### Excerpt provided
Prior to the adoption of the Associated Press Poll in 1936, Rat Rodgers’ 1928 squad would have been good enough to crack the polls. That’s the team that upset Jock Sutherland’s Pitt Panthers in Pittsburgh and finished with an 8-2 record – its two losses being shutout defeats to Davis & Elkins and Georgetown.
The website TipTop25.com ranked that Mountaineer squad 25th in the country, one spot behind the Panthers.
Nevertheless, four West Virginia teams in the early 1920s would have been good enough to make a 12-team college football playoff, based on William Boand’s mathematical college football rankings. For years, Boand’s Azzi Ratem system was published in Football News and is still recognized by the NCAA as the national championship selector for its official record book.
Boand supposedly combined the best parts of other mathematical systems with the opinions of prominent coaches Knute Rockne, Howard Jones and Pop Warner, among others, to formulate his ratings.
So, based on Boand’s Azzi Ratem system, Doc Spears’ 1922, 1923 and 1924 teams would have qualified for the playoffs, as well as the 1925 team that Spears left Rat Rodgers when he departed for Minnesota.
The 1922 Mountaineer squad that defeated Gonzaga in the East-West Bowl in San Diego was just a 12-12 tie to Washington & Lee away from perfection. That’s the game Spears decided to skip and let Rodgers coach while he scouted week-five opponent Rutgers.
Based on the 12-team playoff formula currently under discussion, West Virginia would have earned a No. 8 seeding for the playoffs that year and would have hosted Big Ten runner-up Michigan at 15,000-seat “Splinter Stadium” in the area where the Mountainlair now sits.
We can only imagine how much complaining Fielding Yost would have done if he had to bring his esteemed Wolverines to Morgantown, West Virginia, for a college football playoff game!
The four byes that year would have been conference champs Cal (Pacific Coast), Iowa (Big Ten), Vanderbilt (Southern) and Nebraska (Missouri Valley).

Boundary annotation records:
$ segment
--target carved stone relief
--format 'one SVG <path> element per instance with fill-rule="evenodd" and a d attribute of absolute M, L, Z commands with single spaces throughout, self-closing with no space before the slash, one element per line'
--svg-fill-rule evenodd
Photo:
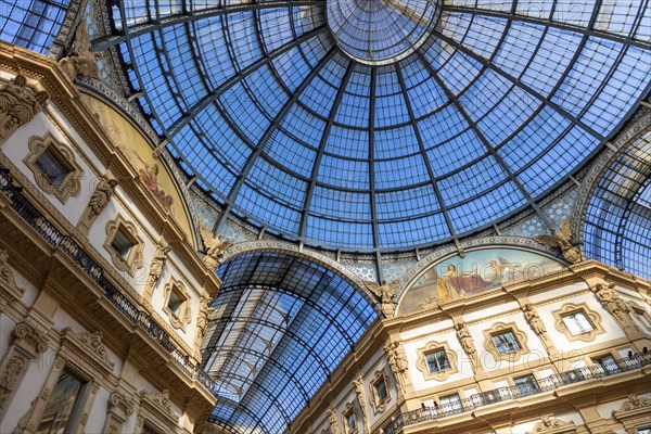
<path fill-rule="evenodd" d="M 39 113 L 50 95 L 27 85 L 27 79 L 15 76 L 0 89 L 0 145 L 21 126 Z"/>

### Task instructions
Copy the passage on early West Virginia football starting at "So, based on" and ending at "departed for Minnesota.", and rename "playoffs" as "postseason" in it. You won't need the material for this.

### Result
So, based on Boand’s Azzi Ratem system, Doc Spears’ 1922, 1923 and 1924 teams would have qualified for the postseason, as well as the 1925 team that Spears left Rat Rodgers when he departed for Minnesota.